■ Task details
Starting at the line that contains "Target: tree with autumn leaves", transcribe every remaining line of the data below exactly, and omit all pictures.
──────── Data ────────
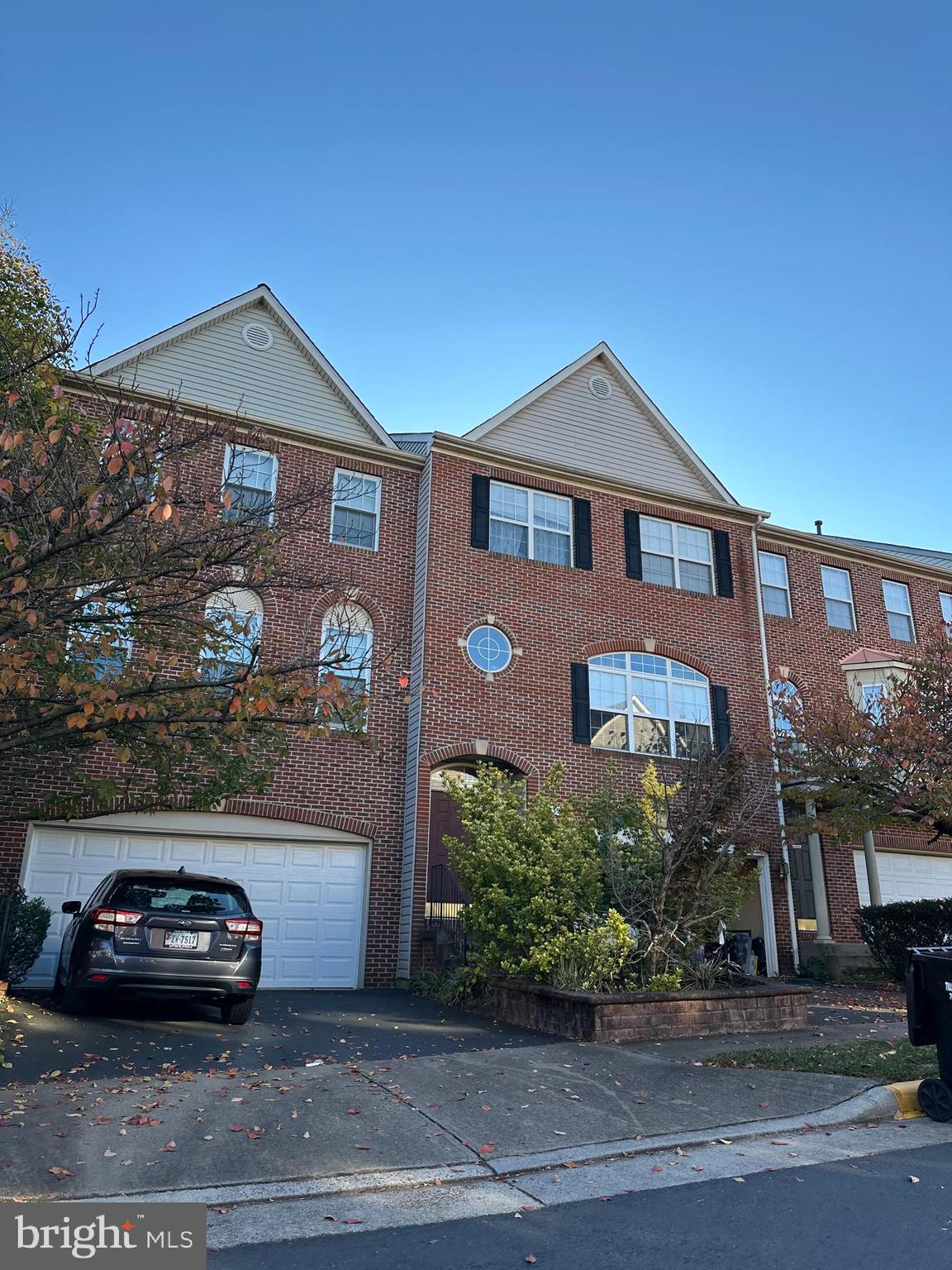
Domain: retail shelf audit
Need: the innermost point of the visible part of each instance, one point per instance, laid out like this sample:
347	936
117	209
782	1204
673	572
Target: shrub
591	959
669	981
892	929
454	987
27	928
531	869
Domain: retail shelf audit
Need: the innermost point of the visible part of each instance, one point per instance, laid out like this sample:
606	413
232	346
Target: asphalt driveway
287	1029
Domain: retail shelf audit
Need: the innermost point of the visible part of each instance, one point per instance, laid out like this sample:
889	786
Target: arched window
649	705
234	618
788	704
347	651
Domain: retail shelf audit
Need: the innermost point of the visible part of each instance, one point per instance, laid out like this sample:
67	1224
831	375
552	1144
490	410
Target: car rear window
165	895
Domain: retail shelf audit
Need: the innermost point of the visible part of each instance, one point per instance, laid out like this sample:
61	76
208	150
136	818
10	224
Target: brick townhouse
566	582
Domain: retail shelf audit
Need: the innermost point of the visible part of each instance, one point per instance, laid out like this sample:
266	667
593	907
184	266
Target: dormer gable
593	417
246	357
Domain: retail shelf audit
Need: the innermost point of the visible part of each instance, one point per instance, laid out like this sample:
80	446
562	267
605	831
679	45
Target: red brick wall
558	616
812	651
336	781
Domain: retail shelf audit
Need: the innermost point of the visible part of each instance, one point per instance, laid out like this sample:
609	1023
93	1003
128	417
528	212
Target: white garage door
309	890
907	876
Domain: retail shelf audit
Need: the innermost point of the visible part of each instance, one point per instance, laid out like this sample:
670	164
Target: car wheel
236	1012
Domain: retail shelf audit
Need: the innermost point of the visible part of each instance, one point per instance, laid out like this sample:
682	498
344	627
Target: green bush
892	929
531	869
455	987
27	928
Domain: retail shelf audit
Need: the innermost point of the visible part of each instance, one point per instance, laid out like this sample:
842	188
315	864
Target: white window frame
899	613
783	691
109	609
670	718
532	494
350	618
677	558
227	473
341	475
774	585
244	604
840	599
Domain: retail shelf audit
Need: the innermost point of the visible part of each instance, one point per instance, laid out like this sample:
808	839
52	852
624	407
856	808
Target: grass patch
878	1059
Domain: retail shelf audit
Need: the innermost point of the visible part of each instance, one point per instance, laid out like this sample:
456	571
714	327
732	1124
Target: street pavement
857	1213
388	1082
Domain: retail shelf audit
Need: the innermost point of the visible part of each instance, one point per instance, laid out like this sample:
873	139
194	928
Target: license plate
182	938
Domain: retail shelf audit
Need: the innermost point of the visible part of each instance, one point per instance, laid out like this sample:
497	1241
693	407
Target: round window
489	649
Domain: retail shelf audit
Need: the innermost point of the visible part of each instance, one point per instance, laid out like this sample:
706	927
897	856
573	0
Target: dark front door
801	879
443	892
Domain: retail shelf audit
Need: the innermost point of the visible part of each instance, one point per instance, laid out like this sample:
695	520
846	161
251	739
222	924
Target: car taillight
248	926
108	919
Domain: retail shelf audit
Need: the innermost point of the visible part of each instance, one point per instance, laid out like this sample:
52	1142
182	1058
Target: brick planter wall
651	1015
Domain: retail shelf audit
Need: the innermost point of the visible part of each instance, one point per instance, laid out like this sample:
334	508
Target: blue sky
750	202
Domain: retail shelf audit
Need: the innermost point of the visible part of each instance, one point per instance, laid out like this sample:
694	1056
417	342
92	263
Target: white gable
622	436
206	360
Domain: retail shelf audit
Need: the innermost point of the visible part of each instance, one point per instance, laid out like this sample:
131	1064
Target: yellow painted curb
907	1095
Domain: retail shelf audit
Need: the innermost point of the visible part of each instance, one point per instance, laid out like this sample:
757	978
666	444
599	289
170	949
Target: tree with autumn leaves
885	763
125	663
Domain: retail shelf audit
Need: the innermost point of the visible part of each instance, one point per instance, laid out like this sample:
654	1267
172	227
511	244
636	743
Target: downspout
765	659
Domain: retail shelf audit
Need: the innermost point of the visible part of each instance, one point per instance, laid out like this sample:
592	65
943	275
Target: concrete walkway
443	1111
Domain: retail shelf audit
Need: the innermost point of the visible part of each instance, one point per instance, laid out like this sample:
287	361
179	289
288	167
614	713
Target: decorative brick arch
637	646
502	753
348	596
301	815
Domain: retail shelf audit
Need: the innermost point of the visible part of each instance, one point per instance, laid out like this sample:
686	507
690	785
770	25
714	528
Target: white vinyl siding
606	436
216	367
530	523
774	585
899	610
677	556
838	596
355	513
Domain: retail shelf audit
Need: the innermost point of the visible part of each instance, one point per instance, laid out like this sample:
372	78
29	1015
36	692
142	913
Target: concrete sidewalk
442	1111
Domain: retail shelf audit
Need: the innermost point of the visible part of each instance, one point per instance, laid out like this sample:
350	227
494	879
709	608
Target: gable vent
599	386
255	334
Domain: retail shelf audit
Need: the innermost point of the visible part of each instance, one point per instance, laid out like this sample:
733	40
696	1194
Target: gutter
781	814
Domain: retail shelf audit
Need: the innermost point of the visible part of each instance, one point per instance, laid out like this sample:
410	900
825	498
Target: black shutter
721	719
582	532
478	530
632	544
722	563
582	720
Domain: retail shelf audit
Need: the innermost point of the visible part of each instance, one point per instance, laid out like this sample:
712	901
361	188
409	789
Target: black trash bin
930	1010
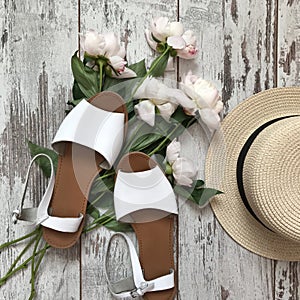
────────
■ Result
Target: tree with autumn leaves
885	763
125	663
Domain: retail shelf audit
Need: the innermost point of the visible part of each instance, one point per instance, laid out like this sample:
654	1267
172	227
511	244
636	743
Target: downspout
765	659
Domain: retail shelf audit
Need: the innermost point of the visible part of each instance, one point per instance, laid out like this sample:
592	65
943	275
Target: concrete walkway
443	1111
Domain: retail shelf audit
Need: the innermost point of the visible part of each instance, one point per instance, laid out like this sample:
287	361
179	289
288	167
614	713
Target: decorative brick arch
637	646
502	753
348	596
301	815
Domain: retail shelf audit
Need: the innermost point of the visible part of each instance, one point per instance, laid out like this sample:
686	507
690	785
770	25
714	528
Target: white vinyl siding
606	436
216	367
530	523
774	585
899	610
677	556
838	596
355	513
Domain: retail shelf audit
Need: the innermost point of the visible part of each instance, one point per instance, laid out like this sample:
372	78
29	1015
36	692
142	913
Target: concrete sidewalk
442	1111
Domain: retail shelf audit
Need: the innermost point of the visible part of each instance, one point per instance, laid out like this sample:
350	227
494	879
709	608
Target: gable vent
599	386
255	334
Domain: retail shelf audit
Need: the innermost point of the visible part of each instance, one point per instance, laid out like this sample:
733	40
696	1194
Target: gutter
781	814
Domain: retail shelf audit
Need: the innermost point of the visible part of each instance, one point per instance, laid out like this sample:
410	900
825	498
Target: black shutter
721	719
582	532
478	530
632	544
722	563
582	720
Domain: retail shelf audit
Need: the innermost point of the visible part of each instance, one point per instance, laid out like this sample:
712	901
361	188
409	789
Target: black trash bin
930	1010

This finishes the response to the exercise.